> _EXERCISE TASK A_
In the entries, start at the line that contains "Above is a screenshot. The gas" and go on through the end of the entries. Repeat those lines unchanged.

> _PAGE TEXT_

Ifeanyi Kalu  is a Nigerian television and film actor, model and fashion designer. He is best known for his role in the movie Lagos Cougars where he starred alongside Uche Jombo, Monalisa Chinda, Alexx Ekubo and the Africa Independent Television (AIT) series Allison's Stand alongside Joselyn Dumas, Bimbo Manuel, and Victor Olaotun.

Early life
Kalu was born in Surulere, a suburb in Lagos State, southwestern Nigeria. Kalu is of Igbo heritage from Imo State in the eastern part of Nigeria. He studied Computer science in the University.

Personal life 
Kalu married filmmaker Nicolette Ndigwe in 2021.

Career
Kalu began his career as a model, appearing in television and billboard commercials. In 2011, he enrolled in the Royal Arts Academy to study acting. His breakout screen role was in 2012, when he was cast in the role of Usen in the movie Kokomma produced by Uduak Isong Oguamanam and directed by Tom Robson. The movie received 3 nominations at the 9th Africa Movie Academy Awards.

> _EXERCISE TASK B_
Pick up the biography of the actor Ifeanyi Kalu from its last sentence and carry it forward.

(Data extracted from a collection)
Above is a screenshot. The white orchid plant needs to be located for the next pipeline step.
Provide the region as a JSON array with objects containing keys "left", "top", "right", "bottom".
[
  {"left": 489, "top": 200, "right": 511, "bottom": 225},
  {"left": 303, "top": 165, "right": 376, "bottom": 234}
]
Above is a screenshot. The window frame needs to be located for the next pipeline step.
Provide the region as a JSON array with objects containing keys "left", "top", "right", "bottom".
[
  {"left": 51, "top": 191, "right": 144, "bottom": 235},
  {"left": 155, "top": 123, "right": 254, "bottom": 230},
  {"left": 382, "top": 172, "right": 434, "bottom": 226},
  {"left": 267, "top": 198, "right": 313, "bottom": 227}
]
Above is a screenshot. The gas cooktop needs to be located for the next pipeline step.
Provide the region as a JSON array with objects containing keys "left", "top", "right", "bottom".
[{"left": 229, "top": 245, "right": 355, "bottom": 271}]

> _FINAL ANSWER A_
Above is a screenshot. The gas cooktop needs to be located for the next pipeline step.
Provide the region as a JSON array with objects containing keys "left", "top", "right", "bottom".
[{"left": 229, "top": 245, "right": 355, "bottom": 271}]

> _FINAL ANSWER B_
In 2014, his roles in the movies Lagos Cougars and Perfect Union earned him a City People Awards nomination for Most Promising Actor, an award he was again nominated for in 2017. In 2019 he received another nomination from City People Awards for Best Supporting Actor, and in the same year, he was nominated for and won the Best Supporting Actor award at the United Kingdom based Zulu African Film Academy Awards (ZAFAA), for his role in the movie Kuvana, where he starred alongside Wale Ojo, Sambasa Nzeribe and Ivie Okujaiye.

In 2019, Kalu launched a "ready-to-wear" fashion line tagged Ifeanyi Kalu.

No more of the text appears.